**Set task:**
Copy every one of the records below word for word, leaving out the pictures.

**Dataset extract:**
==========

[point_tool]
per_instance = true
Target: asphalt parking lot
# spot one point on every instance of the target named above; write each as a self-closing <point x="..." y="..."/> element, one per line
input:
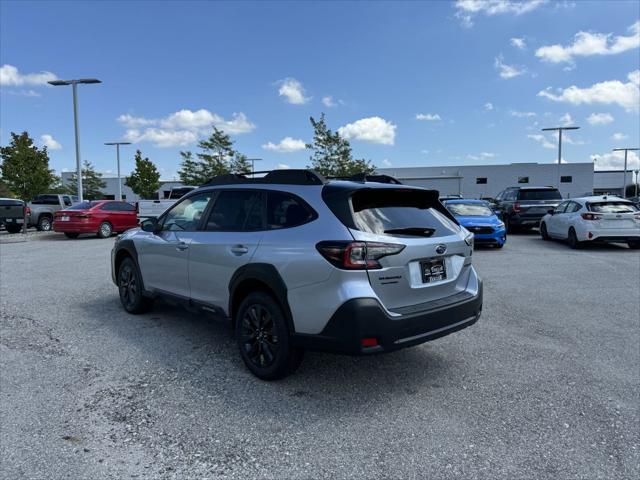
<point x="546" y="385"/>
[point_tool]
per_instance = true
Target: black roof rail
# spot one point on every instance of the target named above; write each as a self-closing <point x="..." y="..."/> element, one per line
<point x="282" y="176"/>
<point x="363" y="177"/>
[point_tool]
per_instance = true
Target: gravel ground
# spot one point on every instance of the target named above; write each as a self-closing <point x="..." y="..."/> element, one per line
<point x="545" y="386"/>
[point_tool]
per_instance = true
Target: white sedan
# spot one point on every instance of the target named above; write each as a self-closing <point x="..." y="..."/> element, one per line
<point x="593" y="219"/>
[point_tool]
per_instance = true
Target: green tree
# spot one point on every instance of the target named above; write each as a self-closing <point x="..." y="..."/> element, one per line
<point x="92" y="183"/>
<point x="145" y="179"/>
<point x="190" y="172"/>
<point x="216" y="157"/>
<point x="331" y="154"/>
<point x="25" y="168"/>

==========

**Exercise solution:**
[point_tool]
per_instance = true
Target: asphalt parking lot
# spot one point on every instance of the target named above; write each as a self-closing <point x="..." y="..."/> element, one per line
input:
<point x="546" y="385"/>
[point_tool]
per_instance = true
Target: black roof rail
# spot one point on every instance of the target named above; write each as a self-closing <point x="..." y="..."/> element, one per line
<point x="282" y="176"/>
<point x="363" y="177"/>
[point_tool]
per_instance = true
Target: gravel ground
# spot one point on every instance of the target named above; write each as a self-closing <point x="..." y="..."/> element, one per line
<point x="545" y="386"/>
[point_tool]
per_instance = true
Target: white sedan
# spot one point on every instance of the target named above; write each as a self-closing <point x="..." y="..."/> element, one per line
<point x="593" y="219"/>
[point_tool]
per_instance = true
Target: green tree
# spot one point on every instance of the target named above; write each as a self-closing <point x="..." y="..."/> element, one per line
<point x="92" y="183"/>
<point x="145" y="179"/>
<point x="190" y="172"/>
<point x="216" y="157"/>
<point x="331" y="154"/>
<point x="25" y="168"/>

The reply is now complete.